> [Task directions]:
Across all the records, filter for lines with the word "shirt" and copy them.

> [Given records]:
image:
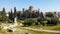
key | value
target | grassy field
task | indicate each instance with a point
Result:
(57, 27)
(38, 32)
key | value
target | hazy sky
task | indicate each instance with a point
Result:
(44, 5)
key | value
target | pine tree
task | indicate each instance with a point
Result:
(15, 14)
(3, 14)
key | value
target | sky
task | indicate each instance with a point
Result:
(43, 5)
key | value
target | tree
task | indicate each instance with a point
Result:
(49, 14)
(15, 14)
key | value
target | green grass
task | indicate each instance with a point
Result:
(37, 32)
(57, 27)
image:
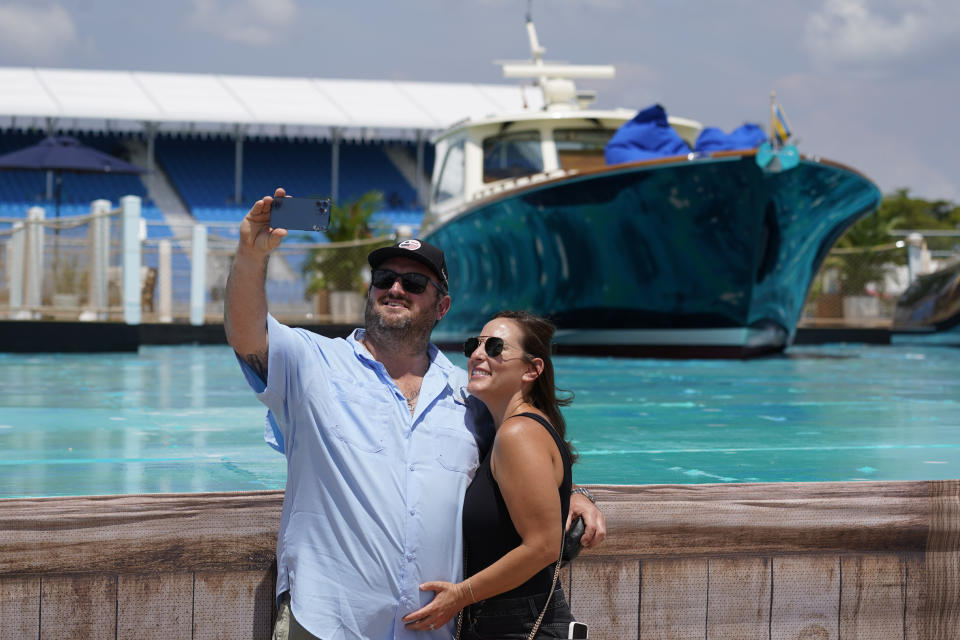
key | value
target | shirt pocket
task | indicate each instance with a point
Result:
(457, 451)
(361, 416)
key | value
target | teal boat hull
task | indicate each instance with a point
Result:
(710, 257)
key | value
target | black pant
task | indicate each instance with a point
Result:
(513, 618)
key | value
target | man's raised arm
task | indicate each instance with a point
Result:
(245, 306)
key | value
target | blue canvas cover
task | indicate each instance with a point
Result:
(747, 136)
(647, 136)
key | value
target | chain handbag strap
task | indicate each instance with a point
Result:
(553, 585)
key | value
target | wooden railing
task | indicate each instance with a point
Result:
(870, 560)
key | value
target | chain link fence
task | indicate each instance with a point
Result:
(860, 286)
(70, 268)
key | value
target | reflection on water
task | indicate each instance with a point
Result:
(181, 419)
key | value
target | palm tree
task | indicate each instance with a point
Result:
(340, 268)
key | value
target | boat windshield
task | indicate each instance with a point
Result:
(511, 155)
(450, 184)
(581, 149)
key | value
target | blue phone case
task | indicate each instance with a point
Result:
(303, 214)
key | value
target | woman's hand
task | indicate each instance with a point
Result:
(593, 519)
(446, 604)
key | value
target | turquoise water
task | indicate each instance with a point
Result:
(172, 419)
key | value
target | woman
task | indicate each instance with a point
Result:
(516, 506)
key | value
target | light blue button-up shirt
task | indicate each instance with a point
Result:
(374, 496)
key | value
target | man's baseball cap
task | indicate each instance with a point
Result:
(414, 249)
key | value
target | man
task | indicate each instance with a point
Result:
(380, 437)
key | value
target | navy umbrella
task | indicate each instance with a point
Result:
(63, 153)
(59, 154)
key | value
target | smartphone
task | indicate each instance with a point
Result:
(303, 214)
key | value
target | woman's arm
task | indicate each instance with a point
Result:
(528, 469)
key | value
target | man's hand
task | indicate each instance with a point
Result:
(256, 234)
(447, 602)
(245, 303)
(593, 519)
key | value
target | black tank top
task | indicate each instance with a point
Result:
(488, 531)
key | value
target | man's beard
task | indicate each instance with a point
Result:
(409, 334)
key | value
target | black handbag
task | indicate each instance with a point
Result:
(571, 541)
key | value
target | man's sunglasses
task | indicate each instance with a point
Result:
(491, 344)
(412, 282)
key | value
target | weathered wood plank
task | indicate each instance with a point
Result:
(738, 598)
(139, 534)
(78, 607)
(872, 597)
(232, 605)
(604, 595)
(154, 607)
(758, 519)
(19, 608)
(916, 595)
(806, 598)
(673, 598)
(942, 604)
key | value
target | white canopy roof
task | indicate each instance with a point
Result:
(141, 96)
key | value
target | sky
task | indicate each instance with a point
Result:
(872, 84)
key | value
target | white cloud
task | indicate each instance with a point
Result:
(35, 34)
(253, 22)
(858, 31)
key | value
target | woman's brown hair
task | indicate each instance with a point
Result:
(537, 336)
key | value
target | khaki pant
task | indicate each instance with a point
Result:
(287, 627)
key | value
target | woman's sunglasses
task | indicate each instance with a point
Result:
(491, 344)
(411, 282)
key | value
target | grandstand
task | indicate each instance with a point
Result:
(214, 144)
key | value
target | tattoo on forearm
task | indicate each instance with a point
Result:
(258, 362)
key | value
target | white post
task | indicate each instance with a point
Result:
(916, 246)
(335, 135)
(131, 259)
(99, 258)
(34, 260)
(198, 276)
(238, 133)
(164, 281)
(421, 196)
(15, 270)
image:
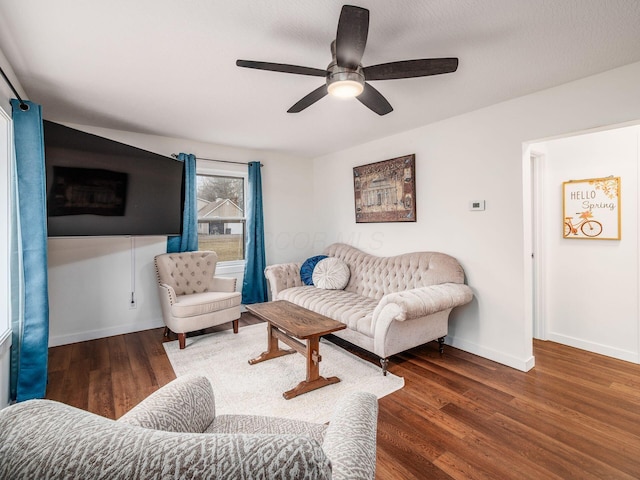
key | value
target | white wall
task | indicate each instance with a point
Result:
(590, 287)
(90, 278)
(476, 156)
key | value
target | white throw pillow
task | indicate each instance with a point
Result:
(331, 274)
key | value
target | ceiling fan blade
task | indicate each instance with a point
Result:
(282, 67)
(410, 68)
(351, 37)
(309, 100)
(373, 99)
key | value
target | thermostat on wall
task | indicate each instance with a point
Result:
(476, 205)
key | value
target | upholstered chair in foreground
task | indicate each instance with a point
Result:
(191, 296)
(176, 434)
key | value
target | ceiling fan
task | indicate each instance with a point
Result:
(345, 75)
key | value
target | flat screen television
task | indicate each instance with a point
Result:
(100, 187)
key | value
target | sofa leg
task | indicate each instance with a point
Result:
(385, 363)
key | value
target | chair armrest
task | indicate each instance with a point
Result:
(282, 276)
(47, 439)
(167, 292)
(350, 439)
(186, 404)
(224, 284)
(420, 302)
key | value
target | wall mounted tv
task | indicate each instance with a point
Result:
(100, 187)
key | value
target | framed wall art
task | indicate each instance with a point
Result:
(386, 191)
(591, 209)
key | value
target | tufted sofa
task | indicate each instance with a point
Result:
(175, 434)
(390, 304)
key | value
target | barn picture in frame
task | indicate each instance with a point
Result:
(386, 191)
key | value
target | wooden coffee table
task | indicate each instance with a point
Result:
(287, 322)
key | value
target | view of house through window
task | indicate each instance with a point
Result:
(221, 220)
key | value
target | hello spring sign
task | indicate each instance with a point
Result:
(591, 208)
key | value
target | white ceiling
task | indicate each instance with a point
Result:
(167, 67)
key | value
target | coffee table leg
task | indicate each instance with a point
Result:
(314, 379)
(273, 349)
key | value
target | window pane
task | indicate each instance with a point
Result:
(221, 222)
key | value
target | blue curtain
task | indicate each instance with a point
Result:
(254, 285)
(30, 329)
(188, 241)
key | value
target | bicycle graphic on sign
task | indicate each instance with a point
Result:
(589, 227)
(596, 203)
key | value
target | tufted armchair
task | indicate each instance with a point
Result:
(191, 296)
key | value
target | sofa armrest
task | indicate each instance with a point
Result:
(224, 284)
(350, 439)
(186, 404)
(420, 302)
(282, 276)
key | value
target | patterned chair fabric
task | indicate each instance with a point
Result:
(191, 296)
(389, 305)
(170, 435)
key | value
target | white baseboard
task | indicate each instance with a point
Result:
(600, 349)
(522, 364)
(57, 340)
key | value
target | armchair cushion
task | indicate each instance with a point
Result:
(204, 303)
(161, 438)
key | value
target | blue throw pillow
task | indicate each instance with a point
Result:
(306, 270)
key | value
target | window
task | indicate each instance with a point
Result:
(221, 215)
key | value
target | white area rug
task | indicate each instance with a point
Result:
(257, 389)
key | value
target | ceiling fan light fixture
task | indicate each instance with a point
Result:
(345, 88)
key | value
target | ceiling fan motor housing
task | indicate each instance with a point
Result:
(341, 74)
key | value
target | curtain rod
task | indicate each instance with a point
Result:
(23, 106)
(214, 160)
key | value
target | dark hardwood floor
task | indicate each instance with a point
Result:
(575, 415)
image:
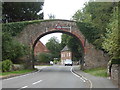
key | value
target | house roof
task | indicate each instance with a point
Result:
(65, 49)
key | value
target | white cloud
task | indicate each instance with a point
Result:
(62, 9)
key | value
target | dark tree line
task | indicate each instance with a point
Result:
(21, 11)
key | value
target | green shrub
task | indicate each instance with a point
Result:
(7, 65)
(115, 60)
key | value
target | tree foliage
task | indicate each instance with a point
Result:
(54, 46)
(112, 38)
(98, 21)
(21, 11)
(95, 17)
(74, 45)
(44, 57)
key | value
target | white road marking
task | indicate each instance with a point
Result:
(24, 75)
(82, 78)
(37, 82)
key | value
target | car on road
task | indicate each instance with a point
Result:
(68, 62)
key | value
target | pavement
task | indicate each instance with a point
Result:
(47, 77)
(56, 76)
(95, 82)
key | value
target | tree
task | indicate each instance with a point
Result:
(95, 16)
(74, 45)
(112, 38)
(44, 57)
(51, 16)
(21, 11)
(54, 46)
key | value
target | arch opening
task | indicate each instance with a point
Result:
(80, 41)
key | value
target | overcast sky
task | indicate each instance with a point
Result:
(62, 9)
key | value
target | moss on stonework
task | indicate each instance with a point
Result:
(15, 28)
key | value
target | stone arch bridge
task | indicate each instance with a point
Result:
(33, 32)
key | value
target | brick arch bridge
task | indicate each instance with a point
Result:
(33, 32)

> [Written solution]:
target | shirt pocket
target | light blue button-up shirt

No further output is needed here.